=== Data to use ===
--
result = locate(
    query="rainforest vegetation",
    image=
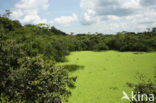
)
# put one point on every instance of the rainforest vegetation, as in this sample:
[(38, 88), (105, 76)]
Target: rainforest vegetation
[(28, 54)]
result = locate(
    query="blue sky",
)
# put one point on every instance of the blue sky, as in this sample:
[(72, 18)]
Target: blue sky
[(82, 16)]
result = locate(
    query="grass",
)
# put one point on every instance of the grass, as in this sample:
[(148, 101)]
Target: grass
[(106, 74)]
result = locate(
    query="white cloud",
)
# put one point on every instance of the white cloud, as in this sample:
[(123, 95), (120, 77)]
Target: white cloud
[(117, 15), (65, 20), (27, 11)]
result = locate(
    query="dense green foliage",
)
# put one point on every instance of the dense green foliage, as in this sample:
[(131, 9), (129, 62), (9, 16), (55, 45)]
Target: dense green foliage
[(28, 55)]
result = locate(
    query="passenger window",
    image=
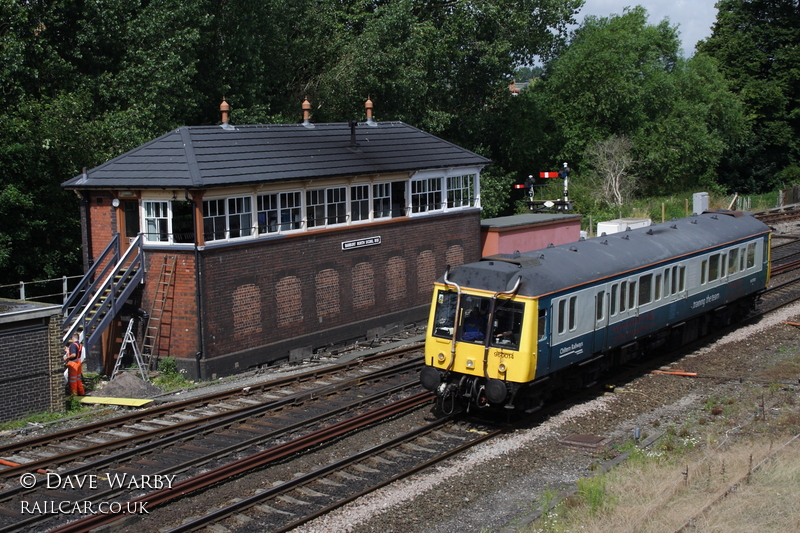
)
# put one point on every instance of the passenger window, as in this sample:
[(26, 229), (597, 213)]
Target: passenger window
[(573, 304), (645, 289), (713, 267), (733, 261), (542, 324), (601, 300), (614, 300), (674, 280)]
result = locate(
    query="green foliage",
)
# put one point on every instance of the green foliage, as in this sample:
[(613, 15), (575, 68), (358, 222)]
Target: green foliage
[(82, 82), (755, 43), (593, 492), (622, 77)]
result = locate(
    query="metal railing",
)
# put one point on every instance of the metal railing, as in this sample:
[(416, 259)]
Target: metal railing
[(43, 289)]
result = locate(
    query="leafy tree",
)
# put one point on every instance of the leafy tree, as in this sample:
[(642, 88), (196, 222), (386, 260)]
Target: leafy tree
[(611, 162), (620, 76), (756, 44)]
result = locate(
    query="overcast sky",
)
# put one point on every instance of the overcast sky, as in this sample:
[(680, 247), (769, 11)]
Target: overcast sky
[(694, 18)]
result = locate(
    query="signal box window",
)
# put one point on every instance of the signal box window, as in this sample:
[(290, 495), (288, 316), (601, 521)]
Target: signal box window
--
=== What is required ===
The reply must consist of the complete listing, reproduced exactly, with no images.

=== Your response ===
result = locate(
    query="rainforest vegetation",
    image=
)
# put one point on every instance of the rainforest vegetation, as in this sample:
[(38, 88), (105, 76)]
Target: rainforest vegetation
[(28, 54)]
result = locate(
    query="blue sky",
)
# put one point on every instance of the blue sky, as in this sample:
[(72, 18)]
Target: blue sky
[(82, 16)]
result = locate(
    query="grass",
)
# put one point on every instance of the grass, as in this sample:
[(148, 101)]
Target: grass
[(106, 74)]
result = locate(
    query="white cloud",
)
# put one point on every instance of the white cloud, as in this sample:
[(123, 95), (120, 77)]
Target: white cloud
[(117, 15), (65, 20), (27, 11)]
result = locate(
    query="dense green foliage",
)
# put one point on every instance of the dense green foliage, as in this sample:
[(131, 9), (129, 62), (9, 16), (55, 45)]
Target: dense green foliage
[(28, 55)]
result = locate(
    query="passenger window",
    image=
)
# put one point on every instance of the passenger window, as in this sample:
[(26, 229), (597, 213)]
Target: passenger window
[(573, 304), (645, 289), (713, 267), (733, 261), (542, 324), (601, 300), (614, 300), (674, 280)]
result = locate(
    query="green foliage",
)
# put one point on every instance of the green foliage, as in this sample:
[(613, 15), (575, 68), (358, 222)]
Target: green foliage
[(82, 82), (755, 43), (593, 492), (622, 77)]
result = locate(
    query="metal railing",
)
# put one point on every instance of the metal railing, as in this sample:
[(416, 259)]
Target: metal railing
[(43, 289)]
result = locate(
    query="leafy tree",
)
# put one point on every instance of the leafy tree, as in this sample:
[(642, 88), (196, 222), (386, 260)]
Target: leafy tree
[(611, 162), (620, 76), (756, 44)]
result = locate(
    query="overcast sky",
)
# put one point on every instance of the overcast sky, as in this sample:
[(680, 247), (769, 11)]
Target: overcast sky
[(694, 18)]
result = locate(
    query="signal box window",
)
# put one point on every instance of the signal box window, as in this sample:
[(290, 495), (288, 316), (601, 521)]
Target: signal box window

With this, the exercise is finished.